▶ _Short task_: Reproduce, word for word, everything in the material below from the line containing "Target: sign pole" down to its final line, including both of those lines.

▶ _Records shown_:
______________________________

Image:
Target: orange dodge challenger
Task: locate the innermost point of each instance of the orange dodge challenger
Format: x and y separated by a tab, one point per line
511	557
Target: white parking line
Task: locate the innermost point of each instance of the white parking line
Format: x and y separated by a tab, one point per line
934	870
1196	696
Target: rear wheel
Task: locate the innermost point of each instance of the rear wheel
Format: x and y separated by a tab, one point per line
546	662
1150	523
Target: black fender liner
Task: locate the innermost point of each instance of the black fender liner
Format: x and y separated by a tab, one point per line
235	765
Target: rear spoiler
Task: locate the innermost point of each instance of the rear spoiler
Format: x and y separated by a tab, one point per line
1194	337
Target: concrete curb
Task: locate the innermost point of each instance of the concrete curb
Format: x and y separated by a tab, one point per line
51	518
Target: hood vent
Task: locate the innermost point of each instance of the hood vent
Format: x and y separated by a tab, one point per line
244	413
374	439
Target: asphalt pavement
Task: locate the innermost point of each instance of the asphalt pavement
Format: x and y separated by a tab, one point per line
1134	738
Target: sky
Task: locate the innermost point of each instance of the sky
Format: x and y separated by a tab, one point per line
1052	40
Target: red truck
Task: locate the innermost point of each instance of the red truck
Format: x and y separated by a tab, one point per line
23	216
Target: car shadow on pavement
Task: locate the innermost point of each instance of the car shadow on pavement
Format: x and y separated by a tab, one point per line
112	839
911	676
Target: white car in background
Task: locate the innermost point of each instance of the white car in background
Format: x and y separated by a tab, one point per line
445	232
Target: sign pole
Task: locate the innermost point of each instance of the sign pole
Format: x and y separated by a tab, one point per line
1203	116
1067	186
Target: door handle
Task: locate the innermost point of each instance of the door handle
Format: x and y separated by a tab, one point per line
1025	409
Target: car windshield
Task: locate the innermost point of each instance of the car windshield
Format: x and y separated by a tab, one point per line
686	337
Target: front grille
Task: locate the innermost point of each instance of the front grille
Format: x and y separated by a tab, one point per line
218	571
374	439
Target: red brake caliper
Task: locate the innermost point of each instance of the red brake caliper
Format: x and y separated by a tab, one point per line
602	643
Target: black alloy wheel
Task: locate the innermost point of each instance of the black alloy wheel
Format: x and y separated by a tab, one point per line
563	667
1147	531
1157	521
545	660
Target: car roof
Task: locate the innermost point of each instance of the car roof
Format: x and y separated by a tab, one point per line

______________________________

▶ _Response to this exercise_:
Target: sign pole
Task: locate the innermost point of each instance of the sign pole
Format: x and y separated by a tab, one point per line
1203	116
1067	186
Target: door handle
Task: locate the innermost point of each instance of the door handle
Format: x and y separated by a tab, one point per line
1025	409
Target: car windshield
Task: locate the innermost point of each instance of the car windshield
Format: x and y separated by a tab, one point per line
686	337
Target: front grille
Task: locate the innermost point of each instance of the front grille
Format: x and y separated by a tab, one point per line
218	571
374	439
Target: red brake caliper
Task: locate the innermost point of each instance of the red brake caliper
Format: x and y separated by a tab, one point per line
602	643
Target: black alloy wheel
Task: locate the innermost point of each instance of the black alloy wheel
Format: x and y separated by a tab, one point per line
563	667
1147	531
1157	521
545	660
Target: car roof
Task: locate the innermost point of each instance of the car roof
Format: x and y separated by a tab, one point per line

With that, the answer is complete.